# My progression thread for sub-20



## Multicubing (Feb 3, 2022)

Here's where I am at now. I see a lot of space for improvement, I just need to sit down with a chunk of time and learn new algorithms! 






I am currently working on improving my F2L, but I have decided to focus in on PLL for starters. 

I hope to make weekly updates, but that will happen only as I have time and I see progression.


----------



## Garf (Feb 3, 2022)

Multicubing said:


> Here's where I am at now. I see a lot of space for improvement, I just need to sit down with a chunk of time and learn new algorithms!
> 
> 
> 
> ...

Brief 1: Summarize the progression thread in two sentences.

Input:
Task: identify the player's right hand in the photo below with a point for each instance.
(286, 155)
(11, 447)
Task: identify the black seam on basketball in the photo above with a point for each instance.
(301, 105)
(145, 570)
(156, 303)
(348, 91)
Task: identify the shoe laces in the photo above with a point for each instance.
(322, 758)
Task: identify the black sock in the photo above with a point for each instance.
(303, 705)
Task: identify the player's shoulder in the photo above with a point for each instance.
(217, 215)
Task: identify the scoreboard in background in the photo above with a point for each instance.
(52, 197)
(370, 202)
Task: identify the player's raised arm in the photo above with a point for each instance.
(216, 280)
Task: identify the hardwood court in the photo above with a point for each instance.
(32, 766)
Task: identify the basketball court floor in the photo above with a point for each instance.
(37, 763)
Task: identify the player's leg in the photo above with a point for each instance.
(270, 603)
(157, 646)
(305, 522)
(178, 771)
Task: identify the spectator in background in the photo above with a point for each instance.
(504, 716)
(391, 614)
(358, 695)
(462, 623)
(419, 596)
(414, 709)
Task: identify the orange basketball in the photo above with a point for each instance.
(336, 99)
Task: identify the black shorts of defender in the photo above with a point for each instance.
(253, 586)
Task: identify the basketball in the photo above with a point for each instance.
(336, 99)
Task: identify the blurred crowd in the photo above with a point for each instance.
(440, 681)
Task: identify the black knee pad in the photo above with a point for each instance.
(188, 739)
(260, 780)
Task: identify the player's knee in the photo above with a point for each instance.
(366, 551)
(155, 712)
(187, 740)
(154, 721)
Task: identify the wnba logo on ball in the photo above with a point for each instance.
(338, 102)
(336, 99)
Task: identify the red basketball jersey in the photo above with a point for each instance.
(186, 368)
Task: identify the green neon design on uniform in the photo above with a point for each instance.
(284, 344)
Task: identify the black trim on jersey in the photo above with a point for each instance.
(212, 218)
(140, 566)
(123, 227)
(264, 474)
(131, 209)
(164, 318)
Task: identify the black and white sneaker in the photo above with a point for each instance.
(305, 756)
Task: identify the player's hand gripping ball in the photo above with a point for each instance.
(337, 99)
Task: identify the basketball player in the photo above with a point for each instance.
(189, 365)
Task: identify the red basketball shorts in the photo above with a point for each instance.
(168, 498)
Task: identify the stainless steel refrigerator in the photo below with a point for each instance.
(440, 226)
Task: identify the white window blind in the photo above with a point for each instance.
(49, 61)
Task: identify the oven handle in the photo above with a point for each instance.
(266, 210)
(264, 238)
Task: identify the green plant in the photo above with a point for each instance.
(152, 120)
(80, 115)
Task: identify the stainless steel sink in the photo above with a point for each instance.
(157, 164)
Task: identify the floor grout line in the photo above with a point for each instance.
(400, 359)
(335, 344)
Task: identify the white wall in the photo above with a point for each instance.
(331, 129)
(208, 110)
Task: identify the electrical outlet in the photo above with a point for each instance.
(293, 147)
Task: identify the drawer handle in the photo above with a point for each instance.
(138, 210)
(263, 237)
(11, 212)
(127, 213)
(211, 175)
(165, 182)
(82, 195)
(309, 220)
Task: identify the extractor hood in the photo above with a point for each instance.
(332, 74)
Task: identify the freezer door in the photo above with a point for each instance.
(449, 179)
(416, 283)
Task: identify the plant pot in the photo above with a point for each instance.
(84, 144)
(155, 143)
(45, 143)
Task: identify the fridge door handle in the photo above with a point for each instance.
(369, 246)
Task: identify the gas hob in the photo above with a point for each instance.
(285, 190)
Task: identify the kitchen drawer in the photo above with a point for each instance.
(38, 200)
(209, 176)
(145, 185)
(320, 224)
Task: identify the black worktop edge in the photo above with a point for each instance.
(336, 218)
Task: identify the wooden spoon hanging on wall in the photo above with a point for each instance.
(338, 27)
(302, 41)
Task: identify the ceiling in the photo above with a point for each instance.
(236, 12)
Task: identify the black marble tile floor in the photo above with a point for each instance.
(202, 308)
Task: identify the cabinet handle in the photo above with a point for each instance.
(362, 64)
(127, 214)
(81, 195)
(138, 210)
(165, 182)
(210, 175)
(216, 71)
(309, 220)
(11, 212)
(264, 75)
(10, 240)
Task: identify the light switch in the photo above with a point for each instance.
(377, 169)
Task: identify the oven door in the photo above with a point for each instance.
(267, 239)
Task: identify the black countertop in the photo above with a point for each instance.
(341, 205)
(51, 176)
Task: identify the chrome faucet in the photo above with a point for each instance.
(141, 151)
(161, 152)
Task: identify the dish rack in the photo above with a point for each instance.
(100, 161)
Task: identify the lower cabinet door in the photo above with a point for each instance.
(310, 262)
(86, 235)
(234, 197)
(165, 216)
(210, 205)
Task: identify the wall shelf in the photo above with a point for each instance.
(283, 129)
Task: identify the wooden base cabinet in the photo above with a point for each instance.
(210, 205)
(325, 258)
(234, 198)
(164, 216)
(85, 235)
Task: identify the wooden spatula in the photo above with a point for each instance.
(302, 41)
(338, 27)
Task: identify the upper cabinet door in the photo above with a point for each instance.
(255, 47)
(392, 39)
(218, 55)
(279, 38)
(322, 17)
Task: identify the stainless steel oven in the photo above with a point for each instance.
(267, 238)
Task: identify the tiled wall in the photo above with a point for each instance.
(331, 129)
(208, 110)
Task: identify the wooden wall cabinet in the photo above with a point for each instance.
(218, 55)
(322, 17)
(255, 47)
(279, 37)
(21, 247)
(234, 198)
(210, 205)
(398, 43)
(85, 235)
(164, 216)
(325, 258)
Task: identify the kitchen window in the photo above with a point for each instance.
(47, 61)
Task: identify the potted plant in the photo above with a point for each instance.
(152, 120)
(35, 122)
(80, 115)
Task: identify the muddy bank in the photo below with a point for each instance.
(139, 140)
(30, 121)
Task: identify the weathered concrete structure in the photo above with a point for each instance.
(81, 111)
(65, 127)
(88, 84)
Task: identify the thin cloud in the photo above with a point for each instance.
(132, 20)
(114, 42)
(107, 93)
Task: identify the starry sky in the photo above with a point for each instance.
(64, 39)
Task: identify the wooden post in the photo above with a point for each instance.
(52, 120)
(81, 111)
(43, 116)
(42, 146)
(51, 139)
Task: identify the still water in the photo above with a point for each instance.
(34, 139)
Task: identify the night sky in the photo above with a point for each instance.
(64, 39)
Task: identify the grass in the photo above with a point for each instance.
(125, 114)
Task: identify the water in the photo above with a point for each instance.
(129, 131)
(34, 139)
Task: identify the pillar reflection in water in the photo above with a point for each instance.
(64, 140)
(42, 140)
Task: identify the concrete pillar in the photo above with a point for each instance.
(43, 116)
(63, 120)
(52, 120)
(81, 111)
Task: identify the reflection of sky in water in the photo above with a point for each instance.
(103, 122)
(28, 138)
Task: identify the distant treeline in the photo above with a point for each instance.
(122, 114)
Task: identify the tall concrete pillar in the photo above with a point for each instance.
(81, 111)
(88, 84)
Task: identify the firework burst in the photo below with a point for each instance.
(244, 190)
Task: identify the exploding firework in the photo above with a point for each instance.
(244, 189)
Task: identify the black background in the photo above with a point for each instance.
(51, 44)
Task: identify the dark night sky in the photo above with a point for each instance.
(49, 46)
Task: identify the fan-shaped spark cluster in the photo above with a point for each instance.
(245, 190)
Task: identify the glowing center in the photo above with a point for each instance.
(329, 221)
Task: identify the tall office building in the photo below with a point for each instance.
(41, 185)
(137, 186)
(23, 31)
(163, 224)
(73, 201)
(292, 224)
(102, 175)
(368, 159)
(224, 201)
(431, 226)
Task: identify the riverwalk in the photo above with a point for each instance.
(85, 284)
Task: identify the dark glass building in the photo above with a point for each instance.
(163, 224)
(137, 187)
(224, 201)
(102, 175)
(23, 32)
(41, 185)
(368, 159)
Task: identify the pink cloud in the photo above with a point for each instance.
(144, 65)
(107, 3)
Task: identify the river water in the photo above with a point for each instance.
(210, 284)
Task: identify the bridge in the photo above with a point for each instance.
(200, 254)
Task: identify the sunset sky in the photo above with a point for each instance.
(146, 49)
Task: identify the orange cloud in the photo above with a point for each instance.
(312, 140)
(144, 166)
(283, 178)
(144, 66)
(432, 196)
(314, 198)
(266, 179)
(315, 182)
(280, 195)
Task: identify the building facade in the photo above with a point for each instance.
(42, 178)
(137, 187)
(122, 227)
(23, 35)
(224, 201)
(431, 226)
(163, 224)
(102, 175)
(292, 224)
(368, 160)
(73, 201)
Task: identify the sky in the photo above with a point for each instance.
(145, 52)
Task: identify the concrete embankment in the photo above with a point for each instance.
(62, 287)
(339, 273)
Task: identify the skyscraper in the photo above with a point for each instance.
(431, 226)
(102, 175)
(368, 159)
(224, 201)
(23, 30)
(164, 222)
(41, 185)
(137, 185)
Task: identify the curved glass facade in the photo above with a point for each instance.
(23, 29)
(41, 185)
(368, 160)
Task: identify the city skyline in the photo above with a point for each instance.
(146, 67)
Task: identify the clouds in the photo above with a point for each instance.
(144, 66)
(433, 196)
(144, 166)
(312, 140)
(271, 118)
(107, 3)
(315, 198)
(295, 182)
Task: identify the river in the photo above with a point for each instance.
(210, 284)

Brief 2: Select each line of the records that contains the word "black".

Output 1: Multicubing sees a lot of room for improvement and needs time to learn new algorithms, and is working on F2L but has chosen to focus on PLL first. Multicubing hopes to post weekly updates, though only when time allows and progress shows.

Output 2:
Task: identify the black seam on basketball in the photo above with a point for each instance.
Task: identify the black sock in the photo above with a point for each instance.
Task: identify the black shorts of defender in the photo above with a point for each instance.
Task: identify the black knee pad in the photo above with a point for each instance.
Task: identify the black trim on jersey in the photo above with a point for each instance.
Task: identify the black and white sneaker in the photo above with a point for each instance.
Task: identify the black worktop edge in the photo above with a point for each instance.
Task: identify the black marble tile floor in the photo above with a point for each instance.
Task: identify the black countertop in the photo above with a point for each instance.
Task: identify the black background in the photo above with a point for each instance.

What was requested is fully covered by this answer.